— Trecho fornecido —
----

Oficiais do Ministério da Defesa russo mostram em conferência de imprensa as supostas provas do comércio ilegal de petróleo do EI com a Turquia. Na imagem, uma concentração de caminhões na fronteira da Turquia com o Iraque. / VASILY MAXIMOV (AFP)
As acusações feitas pelo Governo russo sobre o envolvimento da Turquia e da família do presidente turco, Recep Tayyip Erdogan, com o contrabando de petróleo do Estado Islâmico (EI) reacenderam o debate sobre os hidrocarbonetos gerenciados pelo grupo jihadista. Mas, quais são as dimensões reais desse comércio? Especialistas do Irã, Iraque, Síria, Turquia, Estados Unidos e Reino Unido consultados pelo EL PAÍS concordam que a questão não é tão simples como Moscou tenta apresentar, uma vez que envolve uma rede difusa de intermediários e traficantes.

----

— Extrato de dados —
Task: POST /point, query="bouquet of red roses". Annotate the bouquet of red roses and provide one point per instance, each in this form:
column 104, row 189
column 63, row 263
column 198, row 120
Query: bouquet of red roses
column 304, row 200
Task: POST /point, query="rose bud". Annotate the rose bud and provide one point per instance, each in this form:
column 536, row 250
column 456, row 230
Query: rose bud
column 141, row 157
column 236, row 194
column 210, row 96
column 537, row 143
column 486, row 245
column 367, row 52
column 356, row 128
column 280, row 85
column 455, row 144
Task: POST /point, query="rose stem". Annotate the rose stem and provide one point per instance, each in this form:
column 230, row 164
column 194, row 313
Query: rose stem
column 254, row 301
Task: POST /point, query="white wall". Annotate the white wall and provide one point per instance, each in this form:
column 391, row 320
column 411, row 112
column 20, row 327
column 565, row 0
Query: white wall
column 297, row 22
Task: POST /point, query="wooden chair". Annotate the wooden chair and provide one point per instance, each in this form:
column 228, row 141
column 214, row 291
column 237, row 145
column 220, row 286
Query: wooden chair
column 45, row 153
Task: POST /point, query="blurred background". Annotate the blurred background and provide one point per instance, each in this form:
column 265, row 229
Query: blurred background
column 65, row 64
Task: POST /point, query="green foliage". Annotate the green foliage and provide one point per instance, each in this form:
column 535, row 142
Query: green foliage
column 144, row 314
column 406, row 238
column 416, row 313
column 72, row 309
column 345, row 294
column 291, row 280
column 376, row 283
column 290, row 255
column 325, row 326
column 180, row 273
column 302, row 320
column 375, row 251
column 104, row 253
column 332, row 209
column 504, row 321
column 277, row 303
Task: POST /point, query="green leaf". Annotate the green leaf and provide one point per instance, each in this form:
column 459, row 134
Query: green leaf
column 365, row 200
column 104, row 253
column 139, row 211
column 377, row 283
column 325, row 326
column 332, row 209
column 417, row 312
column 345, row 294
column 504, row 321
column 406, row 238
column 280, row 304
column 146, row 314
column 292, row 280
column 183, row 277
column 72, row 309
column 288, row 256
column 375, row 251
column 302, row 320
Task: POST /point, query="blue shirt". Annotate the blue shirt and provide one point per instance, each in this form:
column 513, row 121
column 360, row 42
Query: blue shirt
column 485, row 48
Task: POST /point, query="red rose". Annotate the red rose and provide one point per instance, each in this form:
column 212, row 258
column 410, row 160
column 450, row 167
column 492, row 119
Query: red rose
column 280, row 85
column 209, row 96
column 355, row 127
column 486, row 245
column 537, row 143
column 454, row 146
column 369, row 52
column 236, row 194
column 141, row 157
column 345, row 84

----

— Tarefas —
- a) Atualize o texto sobre o contrabando de petróleo do Estado Islâmico, reescrevendo tudo desde "Oficiais do Ministério" até "intermediários e traficantes." com "Moscou" trocado por "o Kremlin".
- b) Reproduza tal como estão tudo desde a linha dos registros que contém "Annotate the red" até o fim dos registros, incluindo as duas pontas.

— Soluções completas —
- a)
Oficiais do Ministério da Defesa russo mostram em conferência de imprensa as supostas provas do comércio ilegal de petróleo do EI com a Turquia. Na imagem, uma concentração de caminhões na fronteira da Turquia com o Iraque. / VASILY MAXIMOV (AFP)
As acusações feitas pelo Governo russo sobre o envolvimento da Turquia e da família do presidente turco, Recep Tayyip Erdogan, com o contrabando de petróleo do Estado Islâmico (EI) reacenderam o debate sobre os hidrocarbonetos gerenciados pelo grupo jihadista. Mas, quais são as dimensões reais desse comércio? Especialistas do Irã, Iraque, Síria, Turquia, Estados Unidos e Reino Unido consultados pelo EL PAÍS concordam que a questão não é tão simples como o Kremlin tenta apresentar, uma vez que envolve uma rede difusa de intermediários e traficantes.

- b)
Task: POST /point, query="red rose". Annotate the red rose and provide one point per instance, each in this form:
column 212, row 258
column 410, row 160
column 450, row 167
column 492, row 119
Query: red rose
column 280, row 85
column 209, row 96
column 355, row 127
column 486, row 245
column 537, row 143
column 454, row 146
column 369, row 52
column 236, row 194
column 141, row 157
column 345, row 84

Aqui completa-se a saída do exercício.